Pull out the part of the listing that opens with the line containing "of the lamp" and runs through the end of the listing, and copy those lines word for word.

# # #

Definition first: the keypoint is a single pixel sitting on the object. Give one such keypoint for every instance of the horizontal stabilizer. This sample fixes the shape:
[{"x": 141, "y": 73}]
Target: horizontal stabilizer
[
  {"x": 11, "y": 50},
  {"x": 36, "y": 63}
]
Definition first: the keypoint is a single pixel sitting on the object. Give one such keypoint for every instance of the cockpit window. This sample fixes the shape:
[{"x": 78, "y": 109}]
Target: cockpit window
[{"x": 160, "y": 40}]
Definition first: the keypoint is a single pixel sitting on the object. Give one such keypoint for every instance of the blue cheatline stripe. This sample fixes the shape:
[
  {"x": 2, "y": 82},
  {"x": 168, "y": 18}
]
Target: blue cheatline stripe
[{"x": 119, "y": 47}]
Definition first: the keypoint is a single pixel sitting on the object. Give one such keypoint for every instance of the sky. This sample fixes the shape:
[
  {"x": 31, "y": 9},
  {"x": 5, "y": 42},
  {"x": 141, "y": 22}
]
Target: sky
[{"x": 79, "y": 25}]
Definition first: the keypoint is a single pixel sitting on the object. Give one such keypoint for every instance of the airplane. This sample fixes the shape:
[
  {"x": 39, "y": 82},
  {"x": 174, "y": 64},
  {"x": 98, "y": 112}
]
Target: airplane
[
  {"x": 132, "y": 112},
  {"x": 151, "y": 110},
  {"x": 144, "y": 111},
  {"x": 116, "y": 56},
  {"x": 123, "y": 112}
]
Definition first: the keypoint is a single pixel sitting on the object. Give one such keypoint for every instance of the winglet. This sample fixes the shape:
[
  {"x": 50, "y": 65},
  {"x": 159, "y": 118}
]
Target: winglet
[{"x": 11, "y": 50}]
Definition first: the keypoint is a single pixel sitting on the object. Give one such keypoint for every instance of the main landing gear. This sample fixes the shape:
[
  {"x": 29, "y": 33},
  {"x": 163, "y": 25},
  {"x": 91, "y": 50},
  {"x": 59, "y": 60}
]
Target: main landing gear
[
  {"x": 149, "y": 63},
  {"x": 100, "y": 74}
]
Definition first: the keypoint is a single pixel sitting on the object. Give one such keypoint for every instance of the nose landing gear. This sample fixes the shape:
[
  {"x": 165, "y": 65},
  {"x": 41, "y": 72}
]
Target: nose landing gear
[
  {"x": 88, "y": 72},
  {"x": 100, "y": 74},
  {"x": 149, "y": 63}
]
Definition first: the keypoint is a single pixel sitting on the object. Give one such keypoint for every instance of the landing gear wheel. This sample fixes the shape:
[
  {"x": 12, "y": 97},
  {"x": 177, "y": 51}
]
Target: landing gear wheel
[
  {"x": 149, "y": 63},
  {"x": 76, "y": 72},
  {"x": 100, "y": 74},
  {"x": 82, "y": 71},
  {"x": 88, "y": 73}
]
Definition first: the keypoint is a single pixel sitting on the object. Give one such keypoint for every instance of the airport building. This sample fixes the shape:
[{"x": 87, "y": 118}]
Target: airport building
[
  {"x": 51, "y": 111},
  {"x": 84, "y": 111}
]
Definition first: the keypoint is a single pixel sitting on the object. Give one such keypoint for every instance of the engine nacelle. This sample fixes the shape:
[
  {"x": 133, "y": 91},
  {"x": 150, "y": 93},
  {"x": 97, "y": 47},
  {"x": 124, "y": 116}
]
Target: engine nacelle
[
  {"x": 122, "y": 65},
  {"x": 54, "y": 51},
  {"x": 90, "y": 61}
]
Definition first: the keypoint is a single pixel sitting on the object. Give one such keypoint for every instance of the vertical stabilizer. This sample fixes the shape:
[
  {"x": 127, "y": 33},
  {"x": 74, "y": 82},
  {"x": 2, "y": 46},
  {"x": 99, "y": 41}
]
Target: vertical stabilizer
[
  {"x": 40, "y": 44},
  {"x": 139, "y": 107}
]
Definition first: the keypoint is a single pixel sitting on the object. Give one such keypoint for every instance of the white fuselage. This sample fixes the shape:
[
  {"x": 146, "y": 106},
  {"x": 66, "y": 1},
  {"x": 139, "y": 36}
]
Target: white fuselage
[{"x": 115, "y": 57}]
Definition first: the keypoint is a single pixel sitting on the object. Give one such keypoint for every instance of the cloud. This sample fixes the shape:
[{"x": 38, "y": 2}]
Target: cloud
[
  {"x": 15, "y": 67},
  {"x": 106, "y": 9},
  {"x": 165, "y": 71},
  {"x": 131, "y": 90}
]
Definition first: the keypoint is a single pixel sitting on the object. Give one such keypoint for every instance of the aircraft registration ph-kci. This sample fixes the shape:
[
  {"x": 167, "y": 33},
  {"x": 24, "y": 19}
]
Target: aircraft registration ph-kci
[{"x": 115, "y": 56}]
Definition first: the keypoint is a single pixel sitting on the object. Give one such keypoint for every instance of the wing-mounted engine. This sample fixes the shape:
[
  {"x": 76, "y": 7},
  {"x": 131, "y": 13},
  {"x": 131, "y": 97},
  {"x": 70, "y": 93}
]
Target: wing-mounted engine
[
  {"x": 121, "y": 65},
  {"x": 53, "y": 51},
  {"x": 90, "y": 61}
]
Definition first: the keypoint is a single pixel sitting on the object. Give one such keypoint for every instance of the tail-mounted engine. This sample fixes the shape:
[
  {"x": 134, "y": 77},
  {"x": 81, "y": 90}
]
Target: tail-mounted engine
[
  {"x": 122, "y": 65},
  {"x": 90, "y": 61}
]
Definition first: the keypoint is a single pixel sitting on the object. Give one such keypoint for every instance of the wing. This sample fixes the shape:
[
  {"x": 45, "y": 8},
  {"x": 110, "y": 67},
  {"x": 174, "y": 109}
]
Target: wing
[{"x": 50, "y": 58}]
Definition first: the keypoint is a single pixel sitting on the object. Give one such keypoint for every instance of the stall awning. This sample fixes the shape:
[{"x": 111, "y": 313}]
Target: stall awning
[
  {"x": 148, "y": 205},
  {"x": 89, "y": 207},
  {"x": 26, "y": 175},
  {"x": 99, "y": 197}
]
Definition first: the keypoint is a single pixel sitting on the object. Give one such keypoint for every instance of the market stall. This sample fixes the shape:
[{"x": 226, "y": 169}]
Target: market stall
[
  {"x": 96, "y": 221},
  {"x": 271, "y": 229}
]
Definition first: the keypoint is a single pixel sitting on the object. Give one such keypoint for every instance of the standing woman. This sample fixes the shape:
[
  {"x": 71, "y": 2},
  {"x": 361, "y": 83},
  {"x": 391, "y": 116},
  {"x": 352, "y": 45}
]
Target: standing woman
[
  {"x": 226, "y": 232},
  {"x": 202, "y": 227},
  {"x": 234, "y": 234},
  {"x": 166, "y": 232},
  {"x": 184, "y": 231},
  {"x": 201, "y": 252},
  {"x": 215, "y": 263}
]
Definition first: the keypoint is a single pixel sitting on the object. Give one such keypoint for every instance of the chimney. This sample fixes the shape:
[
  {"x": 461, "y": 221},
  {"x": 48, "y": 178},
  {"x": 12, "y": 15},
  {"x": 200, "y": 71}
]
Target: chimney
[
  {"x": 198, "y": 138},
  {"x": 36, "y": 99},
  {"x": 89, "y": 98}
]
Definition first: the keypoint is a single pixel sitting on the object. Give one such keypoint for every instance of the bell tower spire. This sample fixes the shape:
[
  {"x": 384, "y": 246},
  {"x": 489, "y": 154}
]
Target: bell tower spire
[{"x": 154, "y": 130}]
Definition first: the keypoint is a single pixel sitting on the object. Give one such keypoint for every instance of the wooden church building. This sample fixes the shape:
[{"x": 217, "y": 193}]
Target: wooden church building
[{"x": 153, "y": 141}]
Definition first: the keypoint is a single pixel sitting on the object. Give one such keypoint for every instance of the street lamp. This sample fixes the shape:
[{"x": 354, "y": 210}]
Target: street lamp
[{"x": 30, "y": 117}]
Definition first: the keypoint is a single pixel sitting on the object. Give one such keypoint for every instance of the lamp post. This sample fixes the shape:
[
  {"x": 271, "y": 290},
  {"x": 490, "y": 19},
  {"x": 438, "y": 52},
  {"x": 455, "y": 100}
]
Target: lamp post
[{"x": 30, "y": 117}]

# # #

# Result for this task:
Definition first: the keypoint is a single pixel sitting on the object. Give one such keypoint for every instance of the lamp post. This sample fixes the shape:
[
  {"x": 271, "y": 290},
  {"x": 490, "y": 19},
  {"x": 438, "y": 52},
  {"x": 455, "y": 100}
]
Target: lamp post
[{"x": 30, "y": 117}]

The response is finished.